==== Extract

AVOID ALL HORMONAL CONTRACEPTIVES, INCLUDING PROGESTERONE-ONLY PRODUCTS, IF:
Your baby is premature and/or ill; Your baby is younger than six weeks; You gave birth to multiples; You have had breast surgery; Your milk supply was low with previous children. DIAGNOSED WITH GESTATIONAL DIABETES DURING PREGNANCY? The mini-pill might increase your risk of developing type 2 diabetes. Be sure to discuss your contraceptive options with your healthcare provider.
LAST CHOICE: OESTROGEN-BASED CONTRACEPTIVES
When it comes to combined contraceptives – those containing oestrogen in addition to progesterone – the potential risks usually outweigh the benefits. Oestrogen can have a devastating effect on milk supply, especially when taken in high dosages and/ or shortly after birth. Studies dating back to the 1980s demonstrate that the combination pill can decrease breastmilk production by 20% to 40%. Although newer contraceptives contain lower doses, lactation experts recommend avoiding oestrogen completely for at least six months, and preferably for the duration of breastfeeding.
Can you take the morning-after pill? Yes. Should you pump and dump afterwards? No need. Despite the high dosage, hormone levels in the breastmilk will remain acceptable. Your milk supply may drop temporarily, but frequent feeding will restore it soon enough. Once again, a progesterone-only product is best.
IS SURGICAL STERILISATION POSSIBLE?
Post-operative pain might make nursing uncomfortable, but otherwise the procedure has no impact on breastfeeding.

========

> _Task goal_
Write out, word for word, the passage of the breastfeeding contraception text that opens with the words "Can you take" and closes with "SURGICAL STERILISATION POSSIBLE?".

==== Provided records

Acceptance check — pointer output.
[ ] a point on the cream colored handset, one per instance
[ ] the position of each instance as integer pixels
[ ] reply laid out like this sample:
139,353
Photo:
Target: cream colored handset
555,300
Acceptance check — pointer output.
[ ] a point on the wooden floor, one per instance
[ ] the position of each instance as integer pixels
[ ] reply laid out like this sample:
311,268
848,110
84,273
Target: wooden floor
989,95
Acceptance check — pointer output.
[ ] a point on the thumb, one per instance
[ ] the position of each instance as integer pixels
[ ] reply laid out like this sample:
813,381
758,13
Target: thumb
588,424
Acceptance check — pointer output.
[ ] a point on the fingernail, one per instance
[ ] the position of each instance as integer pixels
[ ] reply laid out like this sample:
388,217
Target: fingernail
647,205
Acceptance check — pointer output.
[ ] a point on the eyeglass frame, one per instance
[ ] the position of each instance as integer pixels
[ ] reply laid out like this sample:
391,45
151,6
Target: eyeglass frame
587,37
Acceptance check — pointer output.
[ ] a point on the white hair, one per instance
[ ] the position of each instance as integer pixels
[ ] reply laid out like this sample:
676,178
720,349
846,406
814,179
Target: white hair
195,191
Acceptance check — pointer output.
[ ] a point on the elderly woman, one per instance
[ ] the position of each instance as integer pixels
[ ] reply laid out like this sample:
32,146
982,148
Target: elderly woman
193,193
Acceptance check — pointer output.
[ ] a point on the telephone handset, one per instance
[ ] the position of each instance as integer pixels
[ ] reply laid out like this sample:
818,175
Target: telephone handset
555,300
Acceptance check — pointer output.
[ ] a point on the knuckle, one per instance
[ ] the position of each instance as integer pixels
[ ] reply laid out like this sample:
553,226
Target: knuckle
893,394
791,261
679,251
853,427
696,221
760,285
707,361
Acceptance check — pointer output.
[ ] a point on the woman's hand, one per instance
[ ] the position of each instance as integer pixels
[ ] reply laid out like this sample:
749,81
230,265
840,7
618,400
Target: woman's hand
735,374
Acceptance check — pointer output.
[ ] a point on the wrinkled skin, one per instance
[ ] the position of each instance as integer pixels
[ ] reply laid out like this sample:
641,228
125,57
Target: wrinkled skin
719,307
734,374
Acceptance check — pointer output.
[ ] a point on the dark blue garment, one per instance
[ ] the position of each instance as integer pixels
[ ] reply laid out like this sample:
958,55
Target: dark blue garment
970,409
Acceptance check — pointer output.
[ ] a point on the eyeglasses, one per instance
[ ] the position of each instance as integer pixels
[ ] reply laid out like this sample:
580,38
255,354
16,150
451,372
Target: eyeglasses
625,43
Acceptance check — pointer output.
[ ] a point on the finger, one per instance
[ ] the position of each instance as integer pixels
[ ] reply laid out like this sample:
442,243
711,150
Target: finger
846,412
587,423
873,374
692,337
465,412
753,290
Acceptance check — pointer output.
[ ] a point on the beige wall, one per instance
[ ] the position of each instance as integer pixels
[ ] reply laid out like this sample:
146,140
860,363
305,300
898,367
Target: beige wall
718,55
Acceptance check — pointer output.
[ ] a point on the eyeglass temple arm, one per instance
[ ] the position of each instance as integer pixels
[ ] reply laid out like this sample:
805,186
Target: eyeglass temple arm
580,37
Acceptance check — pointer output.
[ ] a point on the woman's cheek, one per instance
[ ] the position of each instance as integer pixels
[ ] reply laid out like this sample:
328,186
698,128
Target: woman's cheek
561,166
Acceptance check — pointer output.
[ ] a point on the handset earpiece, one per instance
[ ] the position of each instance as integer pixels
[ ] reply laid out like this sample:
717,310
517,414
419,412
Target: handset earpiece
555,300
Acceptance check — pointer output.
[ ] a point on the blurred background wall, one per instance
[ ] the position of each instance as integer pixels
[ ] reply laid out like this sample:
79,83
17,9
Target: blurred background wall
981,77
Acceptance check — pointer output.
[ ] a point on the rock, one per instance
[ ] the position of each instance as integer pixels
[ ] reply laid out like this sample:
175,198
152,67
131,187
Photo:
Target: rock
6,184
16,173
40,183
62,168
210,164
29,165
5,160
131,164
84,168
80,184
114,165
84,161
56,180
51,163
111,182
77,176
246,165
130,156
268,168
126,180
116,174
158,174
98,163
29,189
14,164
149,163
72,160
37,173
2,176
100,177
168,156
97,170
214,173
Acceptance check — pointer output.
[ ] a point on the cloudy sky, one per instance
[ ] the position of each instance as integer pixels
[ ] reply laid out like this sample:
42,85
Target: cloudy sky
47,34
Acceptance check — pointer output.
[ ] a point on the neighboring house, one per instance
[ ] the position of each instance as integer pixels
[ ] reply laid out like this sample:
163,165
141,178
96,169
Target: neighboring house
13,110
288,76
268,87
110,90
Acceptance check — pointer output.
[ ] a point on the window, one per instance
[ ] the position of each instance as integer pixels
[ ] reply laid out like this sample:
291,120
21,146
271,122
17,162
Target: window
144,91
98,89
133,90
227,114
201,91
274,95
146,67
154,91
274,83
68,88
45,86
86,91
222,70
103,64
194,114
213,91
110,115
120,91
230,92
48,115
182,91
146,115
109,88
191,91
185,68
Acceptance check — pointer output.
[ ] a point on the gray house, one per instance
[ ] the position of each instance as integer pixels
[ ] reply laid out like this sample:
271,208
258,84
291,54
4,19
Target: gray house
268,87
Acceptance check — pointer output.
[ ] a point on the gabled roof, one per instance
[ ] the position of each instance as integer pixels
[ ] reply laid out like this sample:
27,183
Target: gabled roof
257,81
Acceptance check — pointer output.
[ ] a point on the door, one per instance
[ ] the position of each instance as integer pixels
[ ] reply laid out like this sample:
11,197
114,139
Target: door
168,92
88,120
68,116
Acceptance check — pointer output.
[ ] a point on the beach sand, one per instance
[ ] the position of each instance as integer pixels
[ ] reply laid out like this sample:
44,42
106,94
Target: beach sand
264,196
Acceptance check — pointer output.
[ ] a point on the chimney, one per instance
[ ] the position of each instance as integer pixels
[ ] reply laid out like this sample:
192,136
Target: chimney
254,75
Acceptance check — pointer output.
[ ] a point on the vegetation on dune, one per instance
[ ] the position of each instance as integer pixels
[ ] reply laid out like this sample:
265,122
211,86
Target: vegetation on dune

========

> _Solved problem_
Can you take the morning-after pill? Yes. Should you pump and dump afterwards? No need. Despite the high dosage, hormone levels in the breastmilk will remain acceptable. Your milk supply may drop temporarily, but frequent feeding will restore it soon enough. Once again, a progesterone-only product is best.
IS SURGICAL STERILISATION POSSIBLE?